(What you should do)
Beginning with the line that contains "# test: identify the sculpted", copy each remaining line of the data below exactly.

Natural-language object grounding data

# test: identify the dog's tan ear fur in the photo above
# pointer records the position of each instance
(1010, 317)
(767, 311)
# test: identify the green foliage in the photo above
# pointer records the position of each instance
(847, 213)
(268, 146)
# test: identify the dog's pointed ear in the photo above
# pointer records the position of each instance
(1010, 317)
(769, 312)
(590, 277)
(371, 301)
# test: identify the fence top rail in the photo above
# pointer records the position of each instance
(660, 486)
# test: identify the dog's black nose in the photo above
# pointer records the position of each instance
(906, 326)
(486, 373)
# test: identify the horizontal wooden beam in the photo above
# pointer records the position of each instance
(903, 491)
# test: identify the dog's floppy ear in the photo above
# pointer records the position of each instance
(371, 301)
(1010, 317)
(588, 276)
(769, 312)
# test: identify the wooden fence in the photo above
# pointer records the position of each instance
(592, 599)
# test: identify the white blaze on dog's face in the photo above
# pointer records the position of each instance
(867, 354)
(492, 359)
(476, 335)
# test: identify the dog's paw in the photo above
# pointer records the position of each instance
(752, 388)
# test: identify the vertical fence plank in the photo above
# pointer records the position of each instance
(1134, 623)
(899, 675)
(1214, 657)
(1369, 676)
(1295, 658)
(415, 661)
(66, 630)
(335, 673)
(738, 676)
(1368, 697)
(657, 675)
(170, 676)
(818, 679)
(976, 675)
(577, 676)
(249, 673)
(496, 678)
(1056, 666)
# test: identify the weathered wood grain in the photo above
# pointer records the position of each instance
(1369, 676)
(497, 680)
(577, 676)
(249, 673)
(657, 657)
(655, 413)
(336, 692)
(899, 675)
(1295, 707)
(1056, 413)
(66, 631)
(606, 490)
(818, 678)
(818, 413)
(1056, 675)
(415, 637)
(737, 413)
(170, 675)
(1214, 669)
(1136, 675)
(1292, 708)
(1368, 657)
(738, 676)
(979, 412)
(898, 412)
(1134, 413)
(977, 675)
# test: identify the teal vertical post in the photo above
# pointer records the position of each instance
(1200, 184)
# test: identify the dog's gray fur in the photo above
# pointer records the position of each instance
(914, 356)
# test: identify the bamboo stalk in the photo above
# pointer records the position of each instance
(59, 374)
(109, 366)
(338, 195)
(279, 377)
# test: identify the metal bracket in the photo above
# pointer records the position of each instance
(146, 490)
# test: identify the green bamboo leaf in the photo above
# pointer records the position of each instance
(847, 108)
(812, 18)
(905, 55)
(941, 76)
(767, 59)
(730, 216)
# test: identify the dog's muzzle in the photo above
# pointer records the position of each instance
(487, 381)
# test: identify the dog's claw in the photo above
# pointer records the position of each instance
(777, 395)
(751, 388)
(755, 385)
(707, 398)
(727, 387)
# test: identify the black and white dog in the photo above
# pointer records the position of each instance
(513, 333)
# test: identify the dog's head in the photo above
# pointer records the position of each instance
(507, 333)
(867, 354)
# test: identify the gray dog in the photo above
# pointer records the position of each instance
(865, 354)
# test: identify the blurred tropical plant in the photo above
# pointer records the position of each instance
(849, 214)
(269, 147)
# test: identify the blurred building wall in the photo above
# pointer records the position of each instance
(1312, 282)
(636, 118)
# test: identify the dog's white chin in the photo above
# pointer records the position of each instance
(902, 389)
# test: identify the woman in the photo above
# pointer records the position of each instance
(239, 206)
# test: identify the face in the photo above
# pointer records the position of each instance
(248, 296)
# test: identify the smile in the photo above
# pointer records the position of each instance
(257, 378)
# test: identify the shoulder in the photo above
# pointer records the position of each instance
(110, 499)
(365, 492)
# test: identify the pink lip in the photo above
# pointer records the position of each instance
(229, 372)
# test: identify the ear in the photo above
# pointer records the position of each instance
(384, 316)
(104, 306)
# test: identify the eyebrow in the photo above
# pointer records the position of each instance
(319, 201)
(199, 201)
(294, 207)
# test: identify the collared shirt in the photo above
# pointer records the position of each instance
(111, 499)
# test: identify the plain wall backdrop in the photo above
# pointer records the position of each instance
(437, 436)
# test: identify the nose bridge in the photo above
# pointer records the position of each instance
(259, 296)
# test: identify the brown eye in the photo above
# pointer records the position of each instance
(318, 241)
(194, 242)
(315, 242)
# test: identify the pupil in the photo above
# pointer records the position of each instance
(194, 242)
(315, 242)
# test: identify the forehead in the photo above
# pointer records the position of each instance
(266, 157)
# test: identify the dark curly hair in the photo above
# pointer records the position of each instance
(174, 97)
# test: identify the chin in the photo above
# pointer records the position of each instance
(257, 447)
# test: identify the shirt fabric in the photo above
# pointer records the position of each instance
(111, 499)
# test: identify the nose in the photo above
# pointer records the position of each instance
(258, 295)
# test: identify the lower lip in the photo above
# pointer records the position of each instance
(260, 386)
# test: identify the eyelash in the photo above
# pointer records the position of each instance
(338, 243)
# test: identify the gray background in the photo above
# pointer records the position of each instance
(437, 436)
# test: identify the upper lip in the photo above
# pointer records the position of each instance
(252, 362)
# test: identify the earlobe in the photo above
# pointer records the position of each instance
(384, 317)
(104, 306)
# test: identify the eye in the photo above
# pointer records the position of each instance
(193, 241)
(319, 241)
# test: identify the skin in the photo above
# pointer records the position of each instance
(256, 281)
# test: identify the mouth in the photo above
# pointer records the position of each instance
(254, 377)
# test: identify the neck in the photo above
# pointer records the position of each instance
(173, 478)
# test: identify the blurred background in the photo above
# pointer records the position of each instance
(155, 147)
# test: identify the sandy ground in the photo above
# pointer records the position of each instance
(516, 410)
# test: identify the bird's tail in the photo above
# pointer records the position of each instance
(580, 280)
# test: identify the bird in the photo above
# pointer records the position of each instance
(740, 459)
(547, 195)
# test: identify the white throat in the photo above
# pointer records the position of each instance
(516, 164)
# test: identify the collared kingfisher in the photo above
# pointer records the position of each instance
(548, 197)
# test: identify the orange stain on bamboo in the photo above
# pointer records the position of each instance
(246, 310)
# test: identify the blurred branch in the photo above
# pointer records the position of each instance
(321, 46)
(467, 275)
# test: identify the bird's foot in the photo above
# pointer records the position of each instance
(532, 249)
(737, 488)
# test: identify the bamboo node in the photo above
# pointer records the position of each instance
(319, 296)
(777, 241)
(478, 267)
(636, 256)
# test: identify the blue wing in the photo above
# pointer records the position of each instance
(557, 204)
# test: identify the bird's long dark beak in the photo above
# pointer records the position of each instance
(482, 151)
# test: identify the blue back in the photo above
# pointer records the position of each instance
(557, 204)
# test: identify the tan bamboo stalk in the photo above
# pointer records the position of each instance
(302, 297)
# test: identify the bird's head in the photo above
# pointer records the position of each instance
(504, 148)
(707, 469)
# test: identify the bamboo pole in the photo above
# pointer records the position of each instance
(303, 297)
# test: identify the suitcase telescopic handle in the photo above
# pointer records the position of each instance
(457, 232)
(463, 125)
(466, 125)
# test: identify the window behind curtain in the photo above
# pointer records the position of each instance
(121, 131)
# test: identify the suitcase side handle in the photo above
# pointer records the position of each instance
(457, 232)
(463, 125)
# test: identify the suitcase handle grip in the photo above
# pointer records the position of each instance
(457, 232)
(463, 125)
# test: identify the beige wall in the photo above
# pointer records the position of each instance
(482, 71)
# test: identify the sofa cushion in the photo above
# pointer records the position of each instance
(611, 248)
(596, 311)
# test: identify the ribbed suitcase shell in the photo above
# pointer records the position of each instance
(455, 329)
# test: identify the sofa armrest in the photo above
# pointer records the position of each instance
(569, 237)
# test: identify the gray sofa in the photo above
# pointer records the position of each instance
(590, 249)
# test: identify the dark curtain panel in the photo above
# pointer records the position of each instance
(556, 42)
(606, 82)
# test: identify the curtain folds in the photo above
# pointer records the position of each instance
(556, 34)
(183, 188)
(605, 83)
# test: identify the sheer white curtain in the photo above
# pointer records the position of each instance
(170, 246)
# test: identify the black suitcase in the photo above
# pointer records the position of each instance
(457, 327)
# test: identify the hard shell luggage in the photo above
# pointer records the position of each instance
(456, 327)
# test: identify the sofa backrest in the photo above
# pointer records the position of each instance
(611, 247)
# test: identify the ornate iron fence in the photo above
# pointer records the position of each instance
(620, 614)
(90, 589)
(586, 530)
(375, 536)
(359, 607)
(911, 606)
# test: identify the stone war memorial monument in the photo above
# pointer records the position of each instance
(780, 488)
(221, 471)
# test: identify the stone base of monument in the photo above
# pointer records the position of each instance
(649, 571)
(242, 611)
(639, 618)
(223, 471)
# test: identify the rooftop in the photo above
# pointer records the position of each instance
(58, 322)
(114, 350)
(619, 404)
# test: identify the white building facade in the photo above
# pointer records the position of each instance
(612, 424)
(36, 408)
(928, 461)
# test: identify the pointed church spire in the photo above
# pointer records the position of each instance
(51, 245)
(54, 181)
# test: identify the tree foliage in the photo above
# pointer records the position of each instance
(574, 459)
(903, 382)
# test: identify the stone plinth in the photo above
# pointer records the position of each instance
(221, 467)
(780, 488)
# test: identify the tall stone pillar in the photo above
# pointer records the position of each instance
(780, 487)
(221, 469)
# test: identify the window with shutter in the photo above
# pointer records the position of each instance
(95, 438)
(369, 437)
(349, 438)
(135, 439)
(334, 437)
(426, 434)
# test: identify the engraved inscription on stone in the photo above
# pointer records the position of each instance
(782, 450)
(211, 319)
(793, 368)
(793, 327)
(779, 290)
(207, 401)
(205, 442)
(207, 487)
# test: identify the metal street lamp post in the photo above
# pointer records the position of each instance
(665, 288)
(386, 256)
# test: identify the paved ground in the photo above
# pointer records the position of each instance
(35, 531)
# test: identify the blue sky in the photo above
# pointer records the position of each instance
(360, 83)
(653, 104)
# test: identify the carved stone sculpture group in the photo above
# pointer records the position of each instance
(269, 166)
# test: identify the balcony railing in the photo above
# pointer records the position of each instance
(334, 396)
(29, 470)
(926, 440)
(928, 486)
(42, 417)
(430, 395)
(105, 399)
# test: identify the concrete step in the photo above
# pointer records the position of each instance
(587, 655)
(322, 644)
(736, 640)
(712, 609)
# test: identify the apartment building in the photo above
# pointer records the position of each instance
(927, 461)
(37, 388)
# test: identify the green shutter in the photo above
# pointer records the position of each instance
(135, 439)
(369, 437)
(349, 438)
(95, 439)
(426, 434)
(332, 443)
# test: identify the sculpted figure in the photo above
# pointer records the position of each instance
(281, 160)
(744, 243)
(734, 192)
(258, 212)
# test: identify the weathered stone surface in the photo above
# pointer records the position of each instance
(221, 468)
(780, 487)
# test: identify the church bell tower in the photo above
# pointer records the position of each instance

(Exercise response)
# test: identify the sculpted figure in the photo above
# pointer records the position of each instance
(281, 160)
(744, 243)
(734, 192)
(258, 212)
# test: identify the weathered stone surface in the photo above
# pointer records the position of each instance
(221, 468)
(780, 487)
# test: identify the church bell tower in the photo above
# pointer records the position of each instance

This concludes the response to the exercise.